* _SET PROBLEM_: Locate every line below that contains the word "dress" and copy each one out. Matching is case-sensitive.
┄┄┄┄┄┄┄┄┄┄
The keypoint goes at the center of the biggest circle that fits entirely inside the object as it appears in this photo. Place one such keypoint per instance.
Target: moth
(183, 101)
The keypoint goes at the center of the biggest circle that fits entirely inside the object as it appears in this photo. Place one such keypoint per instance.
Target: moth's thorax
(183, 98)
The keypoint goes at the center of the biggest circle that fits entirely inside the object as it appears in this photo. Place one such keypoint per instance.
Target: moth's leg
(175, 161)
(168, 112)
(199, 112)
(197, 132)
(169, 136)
┄┄┄┄┄┄┄┄┄┄
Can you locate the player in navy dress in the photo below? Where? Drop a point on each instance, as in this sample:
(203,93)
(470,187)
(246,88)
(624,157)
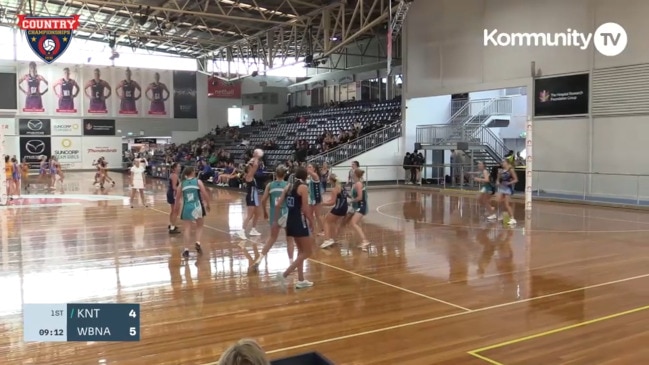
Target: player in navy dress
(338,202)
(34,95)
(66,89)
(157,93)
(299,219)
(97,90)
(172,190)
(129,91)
┄┄┄┄┄┄┄┄┄┄
* _TASK OUTPUT_:
Can you locate the player in navy dress in the photo below? Where? Drop a point on each instance, as in this sample:
Target: player in navy dress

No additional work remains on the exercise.